Greif den Text über Eva Illouz' Essay zum 8. Oktober auf und schreib ihn nach seinem letzten Satz weiter.

## Quellenauszug
· · · · · · ·

„Der 8. Oktober“ von Eva Illouz: Der Tag nachdem
Die französisch-israelische Soziologin Eva Illouz hat einen Essay über den 8. Oktober 2023 geschrieben – nicht über den 7., den Tag des Hamas-Massakers auf israelischem Staatsgebiet, sondern über jenen
Folgetag, der eine weitere Erschütterung für alle Juden bereithielt: das
ausbleibende Mitgefühl gegenüber den Opfern, das pikierte Schweigen, ja sogar
das Triumphgeheul über die Kommandoaktion der Terroristen in großen Teilen der
Welt, insbesondere unter Intellektuellen, in der Kultur und im
Universitätsbetrieb. „Wie
sollten wir da nicht vor Erstaunen und Freude aufschreien?“, schrieb der
schwedische Ökomarxist Andreas Malm damals begeistert unter dem Eindruck des
Blutbades.
In Eva Illouz‘ eigenem Umfeld, in der internationalen
linken Theorieszene, reagierten viele keineswegs bestürzt oder trauerten,
sondern sie zeigten vielmehr vom ersten Augenblick an Verständnis für den
palästinensischen Terror. Sie werteten ihn, wie beispielsweise die queere und
selbst jüdische Feministin Judith Butler, als einen Akt des bewaffneten Widerstands. Illouz, auch Jüdin, wurde von der Heftigkeit und der Einhelligkeit
dieser propalästinensischen Reaktion überrascht. Es war eine Reaktion, die sehr
bald nicht nur die israelische Regierung, sondern die Juden insgesamt betraf
und sich heute als offener Antisemitismus zeigt, wohlgemerkt am heftigsten in bestimmten
Bereichen der Kultur und des universitären Betriebes.
Die ihrem Selbstverständnis nach linke und gegenüber
der israelischen Politik unter Netanjahu kritisch eingestellte Illouz sieht
sich heute unter die Repräsentanten eines „genozidalen Regimes“ gerechnet und
soll deren Taten mitverantworten. Ausgerechnet im Bereich der historischen, der
soziologischen und der philosophischen Theorie scheint kein Raum mehr für
Unterscheidungen und Differenzierungen zu existieren. Ähnlich widerfuhr es dem jüdischen
Dirigenten Lahav Shani, als er Mitte September von einem Musikfest in Belgien
ausgeladen wurde, weil er vor seinem Auftritt keine propalästinensische
Erklärung unterschreiben wollte, ungeachtet seiner tatsächlichen politischen
Position. Das kulturelle Klima ist aggressiv geworden.

· · · · · · ·

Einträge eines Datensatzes
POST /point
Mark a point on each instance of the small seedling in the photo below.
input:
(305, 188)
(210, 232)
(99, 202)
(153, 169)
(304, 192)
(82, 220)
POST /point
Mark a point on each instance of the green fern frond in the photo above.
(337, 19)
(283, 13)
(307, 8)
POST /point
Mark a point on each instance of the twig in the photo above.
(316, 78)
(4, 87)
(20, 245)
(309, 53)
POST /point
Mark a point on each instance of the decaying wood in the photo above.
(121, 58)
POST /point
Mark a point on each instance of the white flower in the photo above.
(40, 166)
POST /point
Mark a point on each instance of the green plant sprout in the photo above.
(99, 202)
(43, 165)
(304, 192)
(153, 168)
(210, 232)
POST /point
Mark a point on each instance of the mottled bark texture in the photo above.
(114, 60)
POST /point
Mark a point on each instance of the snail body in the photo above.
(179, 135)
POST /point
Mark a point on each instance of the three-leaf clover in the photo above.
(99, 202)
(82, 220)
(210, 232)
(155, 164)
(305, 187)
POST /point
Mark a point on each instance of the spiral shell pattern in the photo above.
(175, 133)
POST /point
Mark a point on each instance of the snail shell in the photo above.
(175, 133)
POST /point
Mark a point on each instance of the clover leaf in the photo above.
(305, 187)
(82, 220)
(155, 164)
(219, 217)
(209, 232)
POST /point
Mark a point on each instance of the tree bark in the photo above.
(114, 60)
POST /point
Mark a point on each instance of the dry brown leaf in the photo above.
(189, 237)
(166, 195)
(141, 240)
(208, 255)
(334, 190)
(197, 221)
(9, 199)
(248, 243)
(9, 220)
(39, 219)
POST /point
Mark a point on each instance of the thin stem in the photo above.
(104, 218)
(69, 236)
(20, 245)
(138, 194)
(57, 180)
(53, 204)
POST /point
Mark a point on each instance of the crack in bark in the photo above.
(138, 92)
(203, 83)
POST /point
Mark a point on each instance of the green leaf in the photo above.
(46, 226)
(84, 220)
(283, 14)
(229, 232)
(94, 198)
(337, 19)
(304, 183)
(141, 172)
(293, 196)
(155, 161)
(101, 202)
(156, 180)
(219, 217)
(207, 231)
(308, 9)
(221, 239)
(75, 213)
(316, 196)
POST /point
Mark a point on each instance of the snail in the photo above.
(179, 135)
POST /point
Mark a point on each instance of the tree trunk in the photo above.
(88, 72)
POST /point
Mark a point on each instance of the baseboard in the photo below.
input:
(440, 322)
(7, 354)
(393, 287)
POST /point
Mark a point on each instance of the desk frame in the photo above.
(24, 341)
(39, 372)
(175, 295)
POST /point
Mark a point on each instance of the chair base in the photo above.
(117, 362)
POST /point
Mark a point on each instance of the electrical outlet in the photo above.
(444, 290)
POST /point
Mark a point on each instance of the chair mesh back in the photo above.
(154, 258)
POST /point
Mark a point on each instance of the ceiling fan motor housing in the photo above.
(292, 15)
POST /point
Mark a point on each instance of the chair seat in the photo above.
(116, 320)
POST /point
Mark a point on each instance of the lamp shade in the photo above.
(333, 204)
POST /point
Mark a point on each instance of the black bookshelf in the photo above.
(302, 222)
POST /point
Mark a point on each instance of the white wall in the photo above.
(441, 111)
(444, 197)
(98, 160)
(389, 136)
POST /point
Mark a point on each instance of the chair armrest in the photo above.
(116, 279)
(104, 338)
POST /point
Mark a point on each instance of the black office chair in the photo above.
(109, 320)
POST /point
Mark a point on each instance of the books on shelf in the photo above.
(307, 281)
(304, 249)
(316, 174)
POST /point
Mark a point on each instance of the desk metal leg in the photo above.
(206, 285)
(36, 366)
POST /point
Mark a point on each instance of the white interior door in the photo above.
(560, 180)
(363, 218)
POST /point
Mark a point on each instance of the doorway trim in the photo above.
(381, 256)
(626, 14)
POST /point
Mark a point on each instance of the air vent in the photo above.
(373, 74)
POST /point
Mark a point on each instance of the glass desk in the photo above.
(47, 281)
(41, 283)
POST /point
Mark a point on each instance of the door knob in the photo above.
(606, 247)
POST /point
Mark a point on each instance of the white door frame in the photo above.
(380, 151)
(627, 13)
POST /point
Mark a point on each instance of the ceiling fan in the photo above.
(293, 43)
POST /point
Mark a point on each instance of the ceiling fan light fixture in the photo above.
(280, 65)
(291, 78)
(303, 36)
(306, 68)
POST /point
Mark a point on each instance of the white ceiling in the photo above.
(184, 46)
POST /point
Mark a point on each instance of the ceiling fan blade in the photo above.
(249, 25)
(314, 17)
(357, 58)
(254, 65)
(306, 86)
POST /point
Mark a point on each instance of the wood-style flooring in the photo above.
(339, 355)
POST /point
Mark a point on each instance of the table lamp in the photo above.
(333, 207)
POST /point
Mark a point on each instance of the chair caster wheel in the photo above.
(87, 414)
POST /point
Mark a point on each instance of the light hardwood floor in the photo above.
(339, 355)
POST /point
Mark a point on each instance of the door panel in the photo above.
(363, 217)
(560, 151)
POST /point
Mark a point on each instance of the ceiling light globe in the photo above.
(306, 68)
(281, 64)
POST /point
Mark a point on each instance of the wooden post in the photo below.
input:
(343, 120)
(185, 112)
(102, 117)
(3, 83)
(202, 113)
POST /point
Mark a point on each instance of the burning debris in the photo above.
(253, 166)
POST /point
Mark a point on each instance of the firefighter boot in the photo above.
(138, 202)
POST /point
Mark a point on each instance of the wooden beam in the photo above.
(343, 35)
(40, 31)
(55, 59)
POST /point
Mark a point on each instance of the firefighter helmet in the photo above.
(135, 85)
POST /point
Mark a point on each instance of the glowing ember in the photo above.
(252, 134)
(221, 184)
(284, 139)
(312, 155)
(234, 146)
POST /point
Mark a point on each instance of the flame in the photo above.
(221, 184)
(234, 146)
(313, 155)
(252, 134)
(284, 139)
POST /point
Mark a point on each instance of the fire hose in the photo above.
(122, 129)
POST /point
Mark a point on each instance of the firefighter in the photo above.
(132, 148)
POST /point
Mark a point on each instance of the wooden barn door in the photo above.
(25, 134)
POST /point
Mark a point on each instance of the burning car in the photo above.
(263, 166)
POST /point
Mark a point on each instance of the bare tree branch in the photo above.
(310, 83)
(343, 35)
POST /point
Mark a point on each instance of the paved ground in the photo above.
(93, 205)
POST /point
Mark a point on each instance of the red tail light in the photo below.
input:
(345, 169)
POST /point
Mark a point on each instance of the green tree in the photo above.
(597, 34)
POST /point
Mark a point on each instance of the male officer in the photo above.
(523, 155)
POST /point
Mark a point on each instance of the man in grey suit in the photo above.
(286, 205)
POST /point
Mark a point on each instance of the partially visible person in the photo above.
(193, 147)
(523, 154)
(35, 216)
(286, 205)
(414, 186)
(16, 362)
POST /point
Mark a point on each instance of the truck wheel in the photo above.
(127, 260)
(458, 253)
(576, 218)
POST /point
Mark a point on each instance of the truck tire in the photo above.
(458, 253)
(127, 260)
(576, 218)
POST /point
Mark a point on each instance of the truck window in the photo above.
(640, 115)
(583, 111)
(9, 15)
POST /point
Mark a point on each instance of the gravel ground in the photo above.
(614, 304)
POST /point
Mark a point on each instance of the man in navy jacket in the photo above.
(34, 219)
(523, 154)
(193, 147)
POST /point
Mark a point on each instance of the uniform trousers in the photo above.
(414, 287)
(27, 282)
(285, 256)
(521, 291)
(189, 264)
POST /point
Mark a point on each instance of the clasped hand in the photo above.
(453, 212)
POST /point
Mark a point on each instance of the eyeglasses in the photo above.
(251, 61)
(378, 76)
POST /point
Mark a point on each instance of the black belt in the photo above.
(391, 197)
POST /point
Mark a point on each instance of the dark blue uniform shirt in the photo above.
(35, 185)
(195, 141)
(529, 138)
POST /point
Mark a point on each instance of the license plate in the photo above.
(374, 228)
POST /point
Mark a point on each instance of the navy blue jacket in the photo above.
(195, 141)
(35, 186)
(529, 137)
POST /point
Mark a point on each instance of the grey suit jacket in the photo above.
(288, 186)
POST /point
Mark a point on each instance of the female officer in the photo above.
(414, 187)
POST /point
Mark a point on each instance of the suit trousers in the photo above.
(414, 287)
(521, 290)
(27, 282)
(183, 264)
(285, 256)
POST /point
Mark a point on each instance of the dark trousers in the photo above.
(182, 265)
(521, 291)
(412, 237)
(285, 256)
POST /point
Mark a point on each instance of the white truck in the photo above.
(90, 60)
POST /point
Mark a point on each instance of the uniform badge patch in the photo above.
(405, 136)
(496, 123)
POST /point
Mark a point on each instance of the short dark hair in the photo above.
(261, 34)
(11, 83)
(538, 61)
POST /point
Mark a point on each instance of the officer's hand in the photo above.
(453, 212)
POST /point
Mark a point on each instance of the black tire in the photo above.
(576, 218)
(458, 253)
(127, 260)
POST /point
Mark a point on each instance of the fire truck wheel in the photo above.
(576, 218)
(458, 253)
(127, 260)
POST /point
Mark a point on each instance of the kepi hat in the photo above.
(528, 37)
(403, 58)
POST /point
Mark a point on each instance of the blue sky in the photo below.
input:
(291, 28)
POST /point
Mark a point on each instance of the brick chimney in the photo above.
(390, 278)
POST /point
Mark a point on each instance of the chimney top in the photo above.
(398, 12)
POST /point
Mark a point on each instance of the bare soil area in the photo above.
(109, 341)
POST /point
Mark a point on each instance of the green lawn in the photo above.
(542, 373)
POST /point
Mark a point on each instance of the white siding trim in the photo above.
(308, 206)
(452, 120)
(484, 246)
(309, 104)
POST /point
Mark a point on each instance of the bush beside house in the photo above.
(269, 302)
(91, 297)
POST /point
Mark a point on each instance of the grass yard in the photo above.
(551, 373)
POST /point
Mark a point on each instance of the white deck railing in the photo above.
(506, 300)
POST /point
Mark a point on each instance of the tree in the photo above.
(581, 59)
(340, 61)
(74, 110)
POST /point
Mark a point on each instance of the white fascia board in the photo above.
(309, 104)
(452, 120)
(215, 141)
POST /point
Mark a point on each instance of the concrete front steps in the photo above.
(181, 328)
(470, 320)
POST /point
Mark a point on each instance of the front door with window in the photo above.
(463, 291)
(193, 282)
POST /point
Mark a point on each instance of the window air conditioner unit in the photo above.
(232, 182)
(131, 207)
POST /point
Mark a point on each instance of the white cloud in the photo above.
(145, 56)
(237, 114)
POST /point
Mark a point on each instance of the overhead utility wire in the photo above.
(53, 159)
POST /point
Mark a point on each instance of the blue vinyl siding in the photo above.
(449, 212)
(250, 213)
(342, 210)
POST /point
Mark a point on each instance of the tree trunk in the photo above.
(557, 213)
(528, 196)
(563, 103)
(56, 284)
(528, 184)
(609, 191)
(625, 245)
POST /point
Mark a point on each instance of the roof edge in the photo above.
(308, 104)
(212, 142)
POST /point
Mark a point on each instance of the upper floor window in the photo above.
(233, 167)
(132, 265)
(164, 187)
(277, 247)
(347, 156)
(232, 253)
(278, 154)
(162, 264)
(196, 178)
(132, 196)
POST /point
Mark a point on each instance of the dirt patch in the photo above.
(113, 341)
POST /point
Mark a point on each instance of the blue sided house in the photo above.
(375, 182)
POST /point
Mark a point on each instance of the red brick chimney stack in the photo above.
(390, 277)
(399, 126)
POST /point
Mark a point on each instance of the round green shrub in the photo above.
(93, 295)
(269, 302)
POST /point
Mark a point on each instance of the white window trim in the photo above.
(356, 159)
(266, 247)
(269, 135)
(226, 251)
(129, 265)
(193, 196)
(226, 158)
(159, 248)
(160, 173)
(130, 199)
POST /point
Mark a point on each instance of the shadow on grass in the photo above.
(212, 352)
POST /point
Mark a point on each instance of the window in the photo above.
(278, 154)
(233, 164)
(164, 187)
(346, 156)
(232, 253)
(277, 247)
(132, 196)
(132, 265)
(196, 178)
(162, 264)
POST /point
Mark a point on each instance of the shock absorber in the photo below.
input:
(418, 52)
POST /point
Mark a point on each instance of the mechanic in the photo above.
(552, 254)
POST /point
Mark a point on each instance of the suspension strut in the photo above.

· · · · · · ·

## Antwort zur Aufgabe
Illouz möchte nun wissen, wie kluge Menschen,
Kolleginnen und Kollegen, Wissenschaftler oder Autoren, sich in vehemente Antisemiten
verwandeln konnten, ohne das Gefühl zu haben, die eigenen intellektuellen
Standards zu unterschreiten. Der neue Judenhass sieht sich moralisch im Recht, und er ist intellektuell. Inzwischen hat sich die Bezeichnung
„Campus-Antisemitismus“ dafür durchgesetzt. Illouz‘ Rekonstruktion dieser
Gemengelage bedient sich im Wesentlichen aus vier Feldern: aus theoriegeschichtlichen, soziologischen, historischen sowie institutionsgeschichtlichen Argumenten. Sie schreibt aus der Warte einer klassischen
postmarxistischen Linken, die immer am europäischen Paradigma der Rationalität
festgehalten hatte und politische Kritik mit universellen, also als
vernünftig ausweisbaren Prinzipien zu begründen versucht. Diese Linke ist eher
marginal geworden. Im – anders linken – Theoriemilieu wird sie inzwischen als
Verbündete des Imperialismus und Kolonialismus angefeindet.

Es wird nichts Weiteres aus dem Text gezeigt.